In August 2009, the FASB issued ASU No. 2009-05, "Measuring Liabilities at Fair Value," which amends ASC Topic 820, "Fair Value Measurements and Disclosures."  ASU 2009-05 provides clarification and guidance regarding how to value a liability when a quoted price in an active market is not available for that liability.  The changes to the ASC as a result of this update are effective for the first reporting

 
7

 

period (including interim periods) beginning after issuance (October 1, 2009 for the Company), and adoption is not expected to have a significant impact on the Company’s Consolidated Financial Statements.

In June 2009, the FASB issued revised authoritative guidance related to variable interest entities, which requires entities to perform a qualitative analysis to determine whether a variable interest gives the entity a controlling financial interest in a variable interest entity.  The guidance also requires an ongoing reassessment of variable interests and eliminates the quantitative approach previously required for determining whether an entity is the primary beneficiary.  This guidance, which will be incorporated into ASC Topic 810, “Consolidation,” will be effective as of the beginning of an entity’s first annual reporting period that begins after November 15, 2009 (January 1, 2010 for the Company).  The Company is currently evaluating the potential impact, if any, of adoption on its Consolidated Financial Statements.
 
In December 2008, the FASB issued authoritative guidance requiring more detailed disclosures about employers’ postretirement benefit plan assets.  New disclosures include information regarding investment strategies, major categories of plan assets, concentrations of risk within plan assets and valuation techniques used to measure the fair value of plan assets.  This guidance, which was incorporated into ASC Topic 715, “Compensation – Retirement Benefits,” requires new disclosures only, and will have no impact on the Company’s Consolidated Financial Statements.  These new disclosures will be required for the Company beginning with its 2009 Annual Report on Form 10-K.

RECENTLY ADOPTED ACCOUNTING PRONOUNCEMENTS

In June 2009, the FASB issued authoritative guidance establishing two levels of U.S. generally accepted accounting principles (GAAP) – authoritative and nonauthoritative – and making the Accounting Standards Codification the source of authoritative, nongovernmental GAAP, except for rules and interpretive releases of the Securities and Exchange Commission.  This guidance, which was incorporated into ASC Topic 105, “Generally Accepted Accounting Principles,” was effective for financial statements issued for interim and annual periods ending after September 15, 2009.  The adoption changed certain disclosure references to U.S. GAAP, but did not have any other impact on the Company’s Consolidated Financial Statements.

In May 2009, the FASB issued authoritative guidance establishing general standards of accounting for and disclosure of events that occur after the balance sheet date but before financial statements are issued.  This guidance, which was incorporated into ASC Topic 855, “Subsequent Events,” was effective for interim or annual financial periods ending after June 15, 2009, and the adoption did not have any impact on the Company’s Consolidated Financial Statements.
 
In April 2009, the FASB issued authoritative guidance requiring publicly traded companies to include certain fair value disclosures related to financial instruments in their interim financial statements.  This guidance, which was incorporated into ASC Topic 825, “Financial Instruments,” was effective for interim periods ending after June 15, 2009.

[Object pointing dataset entries]

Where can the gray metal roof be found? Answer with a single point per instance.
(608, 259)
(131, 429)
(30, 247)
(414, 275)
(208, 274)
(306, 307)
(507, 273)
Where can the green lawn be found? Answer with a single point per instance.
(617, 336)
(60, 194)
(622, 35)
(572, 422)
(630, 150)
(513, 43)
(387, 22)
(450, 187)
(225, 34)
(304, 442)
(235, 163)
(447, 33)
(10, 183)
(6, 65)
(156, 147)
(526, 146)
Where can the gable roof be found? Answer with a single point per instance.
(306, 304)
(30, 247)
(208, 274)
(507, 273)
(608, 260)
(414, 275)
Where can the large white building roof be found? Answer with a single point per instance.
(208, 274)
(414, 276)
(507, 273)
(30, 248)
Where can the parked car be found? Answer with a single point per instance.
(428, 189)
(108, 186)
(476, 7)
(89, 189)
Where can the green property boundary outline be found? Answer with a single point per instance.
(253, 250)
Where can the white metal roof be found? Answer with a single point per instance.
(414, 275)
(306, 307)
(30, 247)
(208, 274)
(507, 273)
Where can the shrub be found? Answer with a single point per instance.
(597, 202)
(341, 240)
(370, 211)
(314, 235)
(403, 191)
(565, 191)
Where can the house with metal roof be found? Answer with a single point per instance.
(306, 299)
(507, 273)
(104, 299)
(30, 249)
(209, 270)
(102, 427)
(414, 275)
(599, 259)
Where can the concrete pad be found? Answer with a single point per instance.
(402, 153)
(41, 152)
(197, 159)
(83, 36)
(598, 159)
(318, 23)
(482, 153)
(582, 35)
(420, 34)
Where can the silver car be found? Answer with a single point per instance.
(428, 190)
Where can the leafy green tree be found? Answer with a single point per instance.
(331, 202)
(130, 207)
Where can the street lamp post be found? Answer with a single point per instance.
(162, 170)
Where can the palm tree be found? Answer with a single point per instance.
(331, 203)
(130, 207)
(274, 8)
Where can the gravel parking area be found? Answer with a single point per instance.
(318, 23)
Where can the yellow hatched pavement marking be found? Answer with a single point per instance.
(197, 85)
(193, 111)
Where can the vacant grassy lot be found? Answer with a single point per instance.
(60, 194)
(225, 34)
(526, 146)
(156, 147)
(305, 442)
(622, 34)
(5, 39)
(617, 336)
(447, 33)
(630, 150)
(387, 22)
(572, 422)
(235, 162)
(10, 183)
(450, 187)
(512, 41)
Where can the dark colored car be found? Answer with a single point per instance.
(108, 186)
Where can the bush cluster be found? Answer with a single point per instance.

▶ Goals:
1 - Based on the FASB guidance passage, mark each statement yes or no and quote the words that decide it: (a) ASU 2009-05 amends ASC Topic 820. (b) The variable interest entity guidance takes effect for the Company on October 1, 2009. (c) Adopting the subsequent events guidance had a significant impact on the Company's Consolidated Financial Statements.
2 - In the entries, repeat verbatim every line from the one with "Where can the dark" through the final line.

▶ Answer list:
1 -
(a) Yes: "which amends ASC Topic 820"
(b) No: "(January 1, 2010 for the Company)"
(c) No: "the adoption did not have any impact on the Company’s Consolidated Financial Statements"

2 -
Where can the dark colored car be found? Answer with a single point per instance.
(108, 186)
Where can the bush cluster be found? Answer with a single point per instance.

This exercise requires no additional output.